## THE PROBLEM
Return each line of the entries that mentions the word "grass".

## EXERCISE DATA
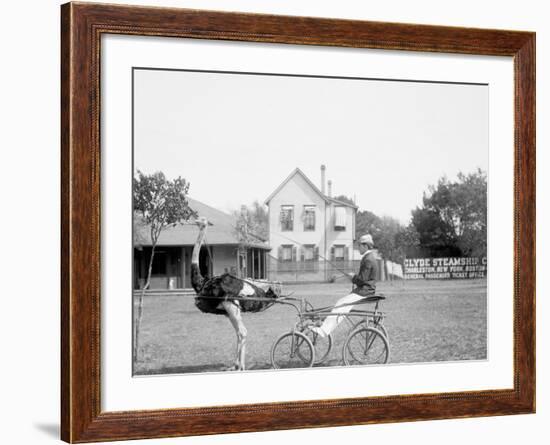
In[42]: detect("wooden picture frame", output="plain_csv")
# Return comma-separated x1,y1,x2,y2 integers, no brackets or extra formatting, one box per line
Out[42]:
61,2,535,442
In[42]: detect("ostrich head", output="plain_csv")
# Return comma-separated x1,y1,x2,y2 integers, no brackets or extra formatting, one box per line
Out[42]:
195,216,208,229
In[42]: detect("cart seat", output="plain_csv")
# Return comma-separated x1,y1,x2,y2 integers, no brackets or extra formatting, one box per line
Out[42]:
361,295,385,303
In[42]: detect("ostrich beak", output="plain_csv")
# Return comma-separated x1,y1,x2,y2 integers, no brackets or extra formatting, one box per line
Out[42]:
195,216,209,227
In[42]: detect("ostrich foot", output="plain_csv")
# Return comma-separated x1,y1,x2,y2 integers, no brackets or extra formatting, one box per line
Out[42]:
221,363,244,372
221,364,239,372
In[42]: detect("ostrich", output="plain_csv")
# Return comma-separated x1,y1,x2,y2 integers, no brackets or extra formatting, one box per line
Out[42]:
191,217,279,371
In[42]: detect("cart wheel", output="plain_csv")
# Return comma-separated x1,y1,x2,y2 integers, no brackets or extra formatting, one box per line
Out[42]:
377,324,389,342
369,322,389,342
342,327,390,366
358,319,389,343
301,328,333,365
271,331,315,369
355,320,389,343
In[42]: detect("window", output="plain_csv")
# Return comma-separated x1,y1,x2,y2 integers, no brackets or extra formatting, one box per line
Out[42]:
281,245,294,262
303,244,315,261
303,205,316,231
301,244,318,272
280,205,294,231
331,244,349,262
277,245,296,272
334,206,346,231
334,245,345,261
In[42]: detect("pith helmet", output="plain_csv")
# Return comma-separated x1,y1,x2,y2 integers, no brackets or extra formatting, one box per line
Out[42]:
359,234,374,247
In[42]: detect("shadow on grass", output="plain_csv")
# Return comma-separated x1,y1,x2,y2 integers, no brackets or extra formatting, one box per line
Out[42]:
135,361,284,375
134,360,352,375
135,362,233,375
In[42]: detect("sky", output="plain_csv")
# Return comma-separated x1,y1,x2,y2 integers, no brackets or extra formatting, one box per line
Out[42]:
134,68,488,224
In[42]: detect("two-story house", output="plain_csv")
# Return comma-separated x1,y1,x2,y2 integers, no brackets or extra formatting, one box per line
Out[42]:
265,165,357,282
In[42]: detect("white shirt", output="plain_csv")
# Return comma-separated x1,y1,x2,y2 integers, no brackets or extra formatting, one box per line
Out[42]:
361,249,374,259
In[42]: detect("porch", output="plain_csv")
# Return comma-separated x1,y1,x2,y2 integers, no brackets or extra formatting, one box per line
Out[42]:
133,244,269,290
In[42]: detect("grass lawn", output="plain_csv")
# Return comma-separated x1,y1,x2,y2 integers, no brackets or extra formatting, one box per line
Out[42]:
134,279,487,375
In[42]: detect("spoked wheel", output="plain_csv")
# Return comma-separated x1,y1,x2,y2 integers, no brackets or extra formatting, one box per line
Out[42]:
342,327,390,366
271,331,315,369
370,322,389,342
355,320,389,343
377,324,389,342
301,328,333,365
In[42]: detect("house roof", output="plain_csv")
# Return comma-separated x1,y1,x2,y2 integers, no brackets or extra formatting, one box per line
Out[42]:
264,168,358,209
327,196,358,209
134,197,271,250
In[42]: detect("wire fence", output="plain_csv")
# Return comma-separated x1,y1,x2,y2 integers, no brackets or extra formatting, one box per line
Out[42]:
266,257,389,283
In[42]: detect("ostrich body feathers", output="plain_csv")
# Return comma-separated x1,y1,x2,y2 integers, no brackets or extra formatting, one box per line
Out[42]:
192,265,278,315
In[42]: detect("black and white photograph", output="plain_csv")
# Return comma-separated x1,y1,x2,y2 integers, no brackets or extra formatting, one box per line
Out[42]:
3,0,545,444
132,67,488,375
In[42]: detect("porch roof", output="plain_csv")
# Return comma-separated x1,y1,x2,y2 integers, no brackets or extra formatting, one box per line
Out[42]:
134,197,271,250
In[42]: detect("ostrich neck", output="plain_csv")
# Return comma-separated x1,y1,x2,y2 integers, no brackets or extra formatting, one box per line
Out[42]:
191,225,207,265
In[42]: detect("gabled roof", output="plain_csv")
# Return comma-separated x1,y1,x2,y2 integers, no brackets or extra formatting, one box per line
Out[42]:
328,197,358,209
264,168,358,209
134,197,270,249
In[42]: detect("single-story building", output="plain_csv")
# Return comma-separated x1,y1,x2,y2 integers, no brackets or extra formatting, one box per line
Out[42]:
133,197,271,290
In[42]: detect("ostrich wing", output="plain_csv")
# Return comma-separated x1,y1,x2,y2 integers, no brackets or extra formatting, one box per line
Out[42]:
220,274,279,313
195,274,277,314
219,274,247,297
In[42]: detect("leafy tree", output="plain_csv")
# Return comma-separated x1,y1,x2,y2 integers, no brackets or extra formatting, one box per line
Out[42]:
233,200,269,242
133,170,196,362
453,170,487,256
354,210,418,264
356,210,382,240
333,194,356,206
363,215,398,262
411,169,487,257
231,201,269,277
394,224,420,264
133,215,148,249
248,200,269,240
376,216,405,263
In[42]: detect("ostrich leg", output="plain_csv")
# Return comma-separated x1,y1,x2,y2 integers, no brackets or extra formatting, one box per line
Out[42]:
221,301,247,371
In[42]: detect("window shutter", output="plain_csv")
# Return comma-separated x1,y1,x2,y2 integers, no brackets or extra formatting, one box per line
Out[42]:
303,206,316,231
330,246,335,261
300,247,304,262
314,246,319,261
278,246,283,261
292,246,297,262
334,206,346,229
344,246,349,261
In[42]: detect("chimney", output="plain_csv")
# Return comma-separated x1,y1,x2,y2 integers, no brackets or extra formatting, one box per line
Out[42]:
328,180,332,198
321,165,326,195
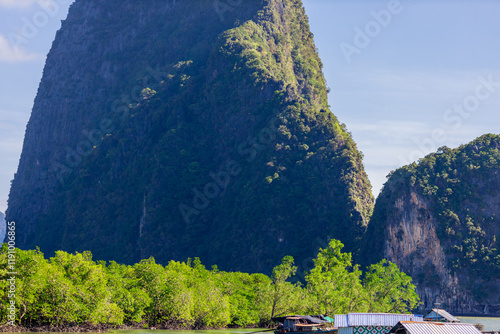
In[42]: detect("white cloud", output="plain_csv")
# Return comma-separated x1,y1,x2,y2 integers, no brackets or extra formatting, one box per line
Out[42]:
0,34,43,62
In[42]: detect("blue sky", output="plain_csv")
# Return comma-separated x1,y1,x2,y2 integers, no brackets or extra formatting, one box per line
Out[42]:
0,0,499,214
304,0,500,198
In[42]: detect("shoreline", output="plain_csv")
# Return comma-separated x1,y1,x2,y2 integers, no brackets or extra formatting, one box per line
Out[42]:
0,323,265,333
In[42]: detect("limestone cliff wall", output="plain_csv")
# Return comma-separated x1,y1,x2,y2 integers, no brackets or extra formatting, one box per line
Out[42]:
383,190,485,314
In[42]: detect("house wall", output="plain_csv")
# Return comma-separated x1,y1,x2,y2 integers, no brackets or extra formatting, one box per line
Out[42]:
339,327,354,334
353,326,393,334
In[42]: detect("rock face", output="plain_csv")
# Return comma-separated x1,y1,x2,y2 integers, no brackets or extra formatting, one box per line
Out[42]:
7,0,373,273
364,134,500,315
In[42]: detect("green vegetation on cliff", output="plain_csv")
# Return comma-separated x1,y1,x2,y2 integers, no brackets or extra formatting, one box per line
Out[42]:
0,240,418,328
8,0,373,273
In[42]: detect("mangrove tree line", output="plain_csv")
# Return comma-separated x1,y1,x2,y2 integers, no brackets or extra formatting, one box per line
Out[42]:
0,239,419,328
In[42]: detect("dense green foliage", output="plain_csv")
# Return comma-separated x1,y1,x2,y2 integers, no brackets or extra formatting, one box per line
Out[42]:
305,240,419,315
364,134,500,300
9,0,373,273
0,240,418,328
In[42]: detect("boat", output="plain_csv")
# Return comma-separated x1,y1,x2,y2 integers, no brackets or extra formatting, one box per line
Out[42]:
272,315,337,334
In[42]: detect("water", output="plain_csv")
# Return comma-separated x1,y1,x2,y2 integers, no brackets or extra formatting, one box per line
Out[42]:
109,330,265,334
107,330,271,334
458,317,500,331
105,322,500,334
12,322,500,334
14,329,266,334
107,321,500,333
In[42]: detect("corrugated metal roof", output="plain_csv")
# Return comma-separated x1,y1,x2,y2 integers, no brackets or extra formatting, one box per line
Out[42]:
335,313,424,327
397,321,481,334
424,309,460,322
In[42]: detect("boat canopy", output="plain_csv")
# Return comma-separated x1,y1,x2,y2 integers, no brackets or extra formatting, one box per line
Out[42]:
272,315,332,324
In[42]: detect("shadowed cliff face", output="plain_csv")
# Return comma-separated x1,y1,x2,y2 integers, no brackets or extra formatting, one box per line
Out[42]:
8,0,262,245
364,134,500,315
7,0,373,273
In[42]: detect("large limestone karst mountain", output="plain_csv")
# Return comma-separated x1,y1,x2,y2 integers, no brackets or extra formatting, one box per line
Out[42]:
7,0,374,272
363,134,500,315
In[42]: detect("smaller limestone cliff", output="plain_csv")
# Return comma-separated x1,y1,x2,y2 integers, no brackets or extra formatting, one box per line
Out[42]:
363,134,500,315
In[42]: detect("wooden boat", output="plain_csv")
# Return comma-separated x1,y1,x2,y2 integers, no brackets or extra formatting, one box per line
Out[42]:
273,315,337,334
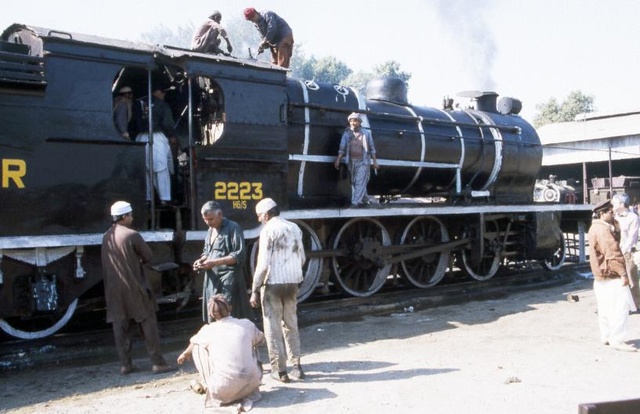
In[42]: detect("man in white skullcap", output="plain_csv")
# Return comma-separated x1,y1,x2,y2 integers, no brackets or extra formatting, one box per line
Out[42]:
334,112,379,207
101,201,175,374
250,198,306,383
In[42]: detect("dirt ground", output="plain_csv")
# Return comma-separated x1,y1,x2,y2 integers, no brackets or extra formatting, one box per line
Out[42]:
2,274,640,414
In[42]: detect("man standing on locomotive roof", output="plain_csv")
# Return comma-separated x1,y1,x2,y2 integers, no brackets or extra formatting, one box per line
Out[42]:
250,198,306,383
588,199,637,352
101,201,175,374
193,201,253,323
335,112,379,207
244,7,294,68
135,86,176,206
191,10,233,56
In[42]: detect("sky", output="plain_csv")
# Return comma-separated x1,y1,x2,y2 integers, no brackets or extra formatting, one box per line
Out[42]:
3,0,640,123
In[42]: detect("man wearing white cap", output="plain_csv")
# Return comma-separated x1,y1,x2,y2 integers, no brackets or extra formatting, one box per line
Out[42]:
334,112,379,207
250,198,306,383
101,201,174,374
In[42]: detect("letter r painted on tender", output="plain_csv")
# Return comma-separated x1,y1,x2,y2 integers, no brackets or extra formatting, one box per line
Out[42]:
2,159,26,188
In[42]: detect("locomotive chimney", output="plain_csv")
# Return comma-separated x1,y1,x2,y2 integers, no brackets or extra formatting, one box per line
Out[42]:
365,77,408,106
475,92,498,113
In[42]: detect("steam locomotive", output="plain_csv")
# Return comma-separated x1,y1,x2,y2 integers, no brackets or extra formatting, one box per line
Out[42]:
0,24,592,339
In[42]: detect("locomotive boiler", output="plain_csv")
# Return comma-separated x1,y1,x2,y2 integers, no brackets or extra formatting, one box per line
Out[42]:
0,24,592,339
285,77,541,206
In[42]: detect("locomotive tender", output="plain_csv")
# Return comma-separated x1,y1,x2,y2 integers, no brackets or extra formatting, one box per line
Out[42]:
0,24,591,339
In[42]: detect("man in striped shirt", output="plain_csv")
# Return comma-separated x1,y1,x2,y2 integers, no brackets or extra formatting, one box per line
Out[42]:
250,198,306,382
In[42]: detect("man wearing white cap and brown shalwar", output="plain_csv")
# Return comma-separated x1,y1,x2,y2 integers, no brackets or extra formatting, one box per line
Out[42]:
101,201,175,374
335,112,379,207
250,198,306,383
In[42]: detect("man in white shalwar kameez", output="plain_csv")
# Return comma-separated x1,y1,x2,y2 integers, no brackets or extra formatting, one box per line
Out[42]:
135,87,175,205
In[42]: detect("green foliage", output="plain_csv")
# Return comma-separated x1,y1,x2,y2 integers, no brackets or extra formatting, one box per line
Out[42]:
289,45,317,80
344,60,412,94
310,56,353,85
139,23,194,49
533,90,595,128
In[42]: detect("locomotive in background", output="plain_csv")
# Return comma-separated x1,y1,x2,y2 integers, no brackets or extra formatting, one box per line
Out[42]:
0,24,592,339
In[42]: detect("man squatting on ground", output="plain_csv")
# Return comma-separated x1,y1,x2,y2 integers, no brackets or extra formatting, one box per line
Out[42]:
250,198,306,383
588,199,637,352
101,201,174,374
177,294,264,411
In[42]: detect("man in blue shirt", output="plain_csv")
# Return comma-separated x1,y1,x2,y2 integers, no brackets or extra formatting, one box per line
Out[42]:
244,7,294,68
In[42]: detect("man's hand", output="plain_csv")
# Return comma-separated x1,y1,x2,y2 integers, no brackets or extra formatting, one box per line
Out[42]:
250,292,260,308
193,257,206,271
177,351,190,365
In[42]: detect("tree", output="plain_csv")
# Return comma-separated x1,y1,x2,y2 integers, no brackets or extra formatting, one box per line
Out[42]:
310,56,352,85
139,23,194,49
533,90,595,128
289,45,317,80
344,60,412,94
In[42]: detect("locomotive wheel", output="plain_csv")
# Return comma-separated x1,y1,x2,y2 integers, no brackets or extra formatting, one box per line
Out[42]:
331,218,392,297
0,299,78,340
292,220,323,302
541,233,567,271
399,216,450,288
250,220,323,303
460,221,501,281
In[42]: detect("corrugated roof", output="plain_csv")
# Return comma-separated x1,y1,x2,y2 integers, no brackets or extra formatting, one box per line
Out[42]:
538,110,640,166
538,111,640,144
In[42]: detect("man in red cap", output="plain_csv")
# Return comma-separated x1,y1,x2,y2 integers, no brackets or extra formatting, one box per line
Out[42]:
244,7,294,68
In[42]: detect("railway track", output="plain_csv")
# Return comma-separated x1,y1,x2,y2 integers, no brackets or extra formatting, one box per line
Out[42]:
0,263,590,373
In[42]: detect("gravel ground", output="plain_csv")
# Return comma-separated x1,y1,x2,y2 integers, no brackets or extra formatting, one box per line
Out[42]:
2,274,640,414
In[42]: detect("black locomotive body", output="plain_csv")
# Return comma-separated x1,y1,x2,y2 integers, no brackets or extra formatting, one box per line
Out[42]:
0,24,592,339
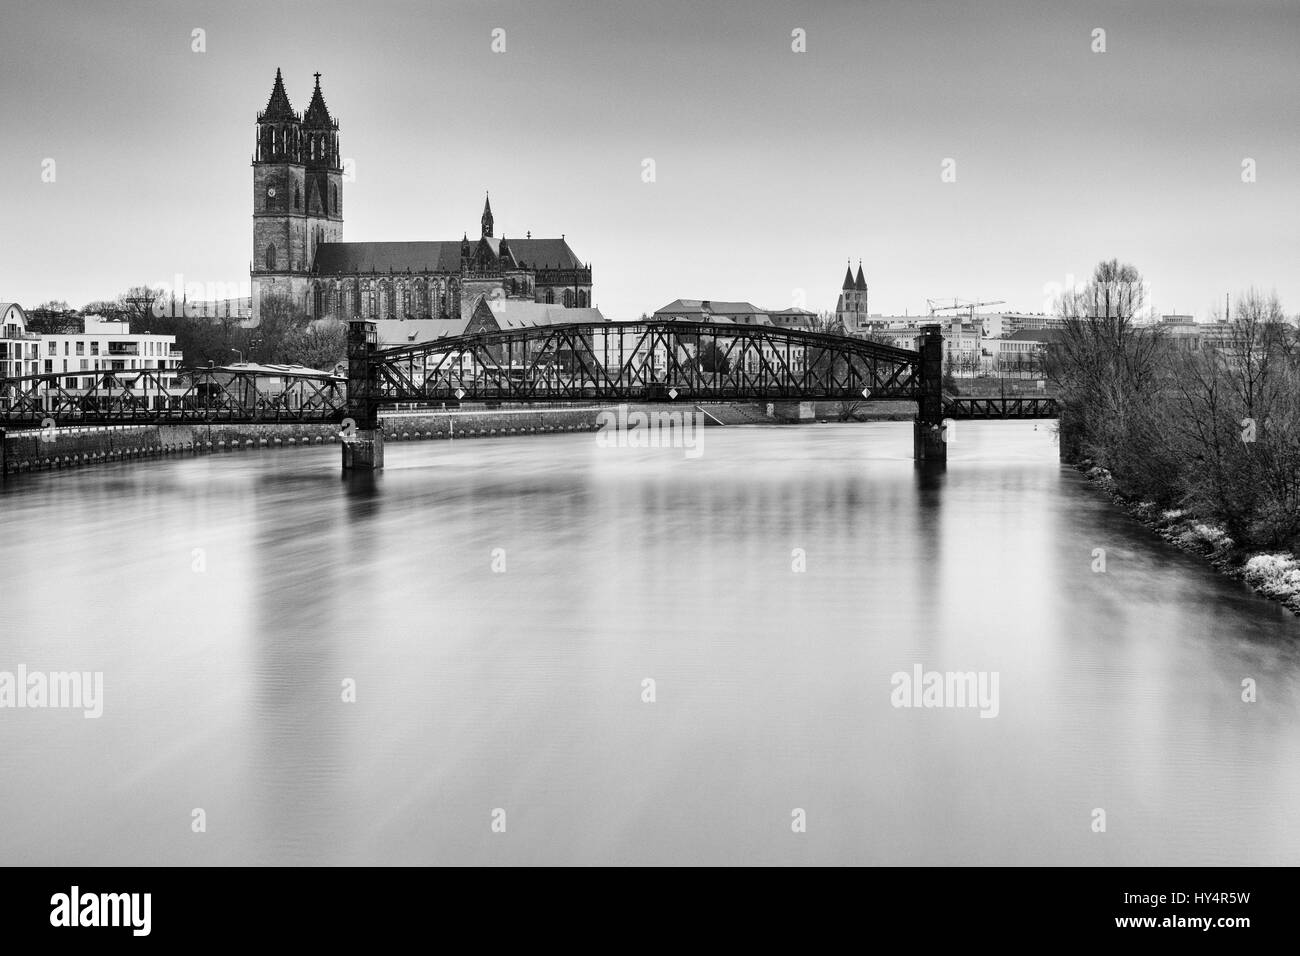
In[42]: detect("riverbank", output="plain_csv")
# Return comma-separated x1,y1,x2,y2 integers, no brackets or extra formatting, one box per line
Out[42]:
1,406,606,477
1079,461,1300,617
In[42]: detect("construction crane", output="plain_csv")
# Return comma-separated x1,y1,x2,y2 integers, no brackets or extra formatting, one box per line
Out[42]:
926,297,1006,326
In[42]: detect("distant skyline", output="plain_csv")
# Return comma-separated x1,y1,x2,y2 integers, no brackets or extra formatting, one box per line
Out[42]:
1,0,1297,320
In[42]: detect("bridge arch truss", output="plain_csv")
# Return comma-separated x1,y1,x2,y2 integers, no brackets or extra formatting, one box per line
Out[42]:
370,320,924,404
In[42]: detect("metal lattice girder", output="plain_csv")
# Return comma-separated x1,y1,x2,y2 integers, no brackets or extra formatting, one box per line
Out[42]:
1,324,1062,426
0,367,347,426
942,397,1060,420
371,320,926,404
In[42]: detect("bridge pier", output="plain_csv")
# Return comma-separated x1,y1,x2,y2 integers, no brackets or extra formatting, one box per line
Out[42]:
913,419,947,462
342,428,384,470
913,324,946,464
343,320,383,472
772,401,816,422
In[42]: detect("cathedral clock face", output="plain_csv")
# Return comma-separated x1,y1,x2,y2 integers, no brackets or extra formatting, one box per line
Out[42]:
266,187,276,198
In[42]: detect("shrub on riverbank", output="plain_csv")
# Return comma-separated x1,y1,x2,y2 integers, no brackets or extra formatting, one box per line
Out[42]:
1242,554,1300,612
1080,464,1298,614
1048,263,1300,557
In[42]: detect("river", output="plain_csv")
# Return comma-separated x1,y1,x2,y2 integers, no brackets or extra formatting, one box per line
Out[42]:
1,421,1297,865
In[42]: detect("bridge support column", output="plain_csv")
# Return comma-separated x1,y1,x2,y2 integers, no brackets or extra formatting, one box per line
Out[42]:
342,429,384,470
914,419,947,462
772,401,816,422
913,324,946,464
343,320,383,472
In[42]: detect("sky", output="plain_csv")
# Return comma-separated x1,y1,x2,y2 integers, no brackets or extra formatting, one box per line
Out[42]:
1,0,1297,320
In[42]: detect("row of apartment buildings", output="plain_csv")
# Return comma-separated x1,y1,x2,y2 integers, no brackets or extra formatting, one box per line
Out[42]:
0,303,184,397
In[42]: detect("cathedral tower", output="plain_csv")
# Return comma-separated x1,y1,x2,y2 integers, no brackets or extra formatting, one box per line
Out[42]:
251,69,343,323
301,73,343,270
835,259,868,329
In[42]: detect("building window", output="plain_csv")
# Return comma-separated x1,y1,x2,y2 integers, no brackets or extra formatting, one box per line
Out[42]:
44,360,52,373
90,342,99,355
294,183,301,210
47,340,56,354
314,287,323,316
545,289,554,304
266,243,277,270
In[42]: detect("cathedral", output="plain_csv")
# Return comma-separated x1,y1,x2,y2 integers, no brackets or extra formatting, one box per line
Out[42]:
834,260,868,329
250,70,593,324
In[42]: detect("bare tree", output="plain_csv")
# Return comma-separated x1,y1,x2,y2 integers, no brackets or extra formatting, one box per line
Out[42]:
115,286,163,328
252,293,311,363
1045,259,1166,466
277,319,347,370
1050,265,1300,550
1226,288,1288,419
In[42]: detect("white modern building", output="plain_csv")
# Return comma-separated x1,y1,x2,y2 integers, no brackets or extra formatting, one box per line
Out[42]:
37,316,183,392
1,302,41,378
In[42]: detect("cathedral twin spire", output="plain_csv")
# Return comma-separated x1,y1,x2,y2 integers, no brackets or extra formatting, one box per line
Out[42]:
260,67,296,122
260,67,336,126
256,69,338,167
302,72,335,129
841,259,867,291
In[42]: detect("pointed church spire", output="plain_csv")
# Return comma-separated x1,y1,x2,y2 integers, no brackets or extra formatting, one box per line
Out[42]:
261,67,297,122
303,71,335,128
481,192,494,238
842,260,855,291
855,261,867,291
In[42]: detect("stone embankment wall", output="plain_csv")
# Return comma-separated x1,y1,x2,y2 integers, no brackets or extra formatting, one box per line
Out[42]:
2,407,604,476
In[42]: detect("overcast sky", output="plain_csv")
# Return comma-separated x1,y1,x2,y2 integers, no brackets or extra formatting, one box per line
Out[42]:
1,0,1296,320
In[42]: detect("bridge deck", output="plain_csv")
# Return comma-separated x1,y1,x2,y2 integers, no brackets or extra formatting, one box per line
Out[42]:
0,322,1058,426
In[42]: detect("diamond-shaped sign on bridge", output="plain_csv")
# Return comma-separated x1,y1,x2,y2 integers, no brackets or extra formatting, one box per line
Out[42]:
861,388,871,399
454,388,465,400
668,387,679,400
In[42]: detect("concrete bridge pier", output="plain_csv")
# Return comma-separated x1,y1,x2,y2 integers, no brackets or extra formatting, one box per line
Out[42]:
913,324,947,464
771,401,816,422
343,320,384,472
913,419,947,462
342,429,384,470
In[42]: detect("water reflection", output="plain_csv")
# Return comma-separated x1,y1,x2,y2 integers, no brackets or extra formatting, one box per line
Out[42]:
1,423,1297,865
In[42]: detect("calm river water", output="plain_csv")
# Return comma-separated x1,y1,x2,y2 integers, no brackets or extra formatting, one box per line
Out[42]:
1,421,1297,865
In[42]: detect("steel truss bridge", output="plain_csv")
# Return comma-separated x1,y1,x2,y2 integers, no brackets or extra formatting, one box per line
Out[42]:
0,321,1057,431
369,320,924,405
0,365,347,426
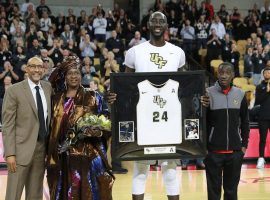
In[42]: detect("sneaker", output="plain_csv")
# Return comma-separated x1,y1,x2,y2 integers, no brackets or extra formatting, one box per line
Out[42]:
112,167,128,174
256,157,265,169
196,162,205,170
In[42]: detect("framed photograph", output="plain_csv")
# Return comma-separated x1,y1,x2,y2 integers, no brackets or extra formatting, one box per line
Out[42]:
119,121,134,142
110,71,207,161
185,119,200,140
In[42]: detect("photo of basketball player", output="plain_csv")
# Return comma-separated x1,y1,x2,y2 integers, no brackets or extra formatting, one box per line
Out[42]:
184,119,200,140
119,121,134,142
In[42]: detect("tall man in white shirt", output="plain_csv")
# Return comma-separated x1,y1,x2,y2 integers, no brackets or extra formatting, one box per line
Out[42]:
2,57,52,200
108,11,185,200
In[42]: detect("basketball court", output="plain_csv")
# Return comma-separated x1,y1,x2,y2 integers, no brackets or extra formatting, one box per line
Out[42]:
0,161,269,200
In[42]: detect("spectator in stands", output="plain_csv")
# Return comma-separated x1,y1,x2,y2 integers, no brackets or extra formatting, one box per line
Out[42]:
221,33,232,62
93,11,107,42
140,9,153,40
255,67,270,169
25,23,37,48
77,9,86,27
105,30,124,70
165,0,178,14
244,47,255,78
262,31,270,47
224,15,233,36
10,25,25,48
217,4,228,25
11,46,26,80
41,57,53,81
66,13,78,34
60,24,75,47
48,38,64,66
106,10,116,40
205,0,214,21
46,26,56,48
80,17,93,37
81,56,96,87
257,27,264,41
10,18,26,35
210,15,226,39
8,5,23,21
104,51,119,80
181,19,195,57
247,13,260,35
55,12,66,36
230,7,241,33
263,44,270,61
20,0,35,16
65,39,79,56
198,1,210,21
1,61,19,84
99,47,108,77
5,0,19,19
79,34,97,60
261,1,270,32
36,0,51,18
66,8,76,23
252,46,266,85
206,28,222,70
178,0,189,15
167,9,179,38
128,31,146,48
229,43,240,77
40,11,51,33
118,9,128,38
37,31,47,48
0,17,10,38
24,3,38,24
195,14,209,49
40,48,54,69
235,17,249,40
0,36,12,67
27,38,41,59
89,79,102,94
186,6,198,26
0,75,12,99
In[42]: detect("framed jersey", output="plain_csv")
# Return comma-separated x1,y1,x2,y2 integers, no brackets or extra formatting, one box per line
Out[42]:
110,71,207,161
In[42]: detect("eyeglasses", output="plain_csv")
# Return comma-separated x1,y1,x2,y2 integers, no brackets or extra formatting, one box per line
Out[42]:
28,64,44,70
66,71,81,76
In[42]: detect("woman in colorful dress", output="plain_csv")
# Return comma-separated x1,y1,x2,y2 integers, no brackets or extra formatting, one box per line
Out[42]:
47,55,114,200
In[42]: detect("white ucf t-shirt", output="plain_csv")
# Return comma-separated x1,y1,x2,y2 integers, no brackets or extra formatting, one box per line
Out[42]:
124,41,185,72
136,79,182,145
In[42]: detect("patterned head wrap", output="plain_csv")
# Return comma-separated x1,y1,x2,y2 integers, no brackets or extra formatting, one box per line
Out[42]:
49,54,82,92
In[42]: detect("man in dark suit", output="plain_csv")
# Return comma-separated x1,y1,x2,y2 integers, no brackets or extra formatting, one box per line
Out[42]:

## TASK OUTPUT
In[42]: detect("shadow on grass", output="plain_csv")
In[42]: detect("grass lawn", output="plain_csv")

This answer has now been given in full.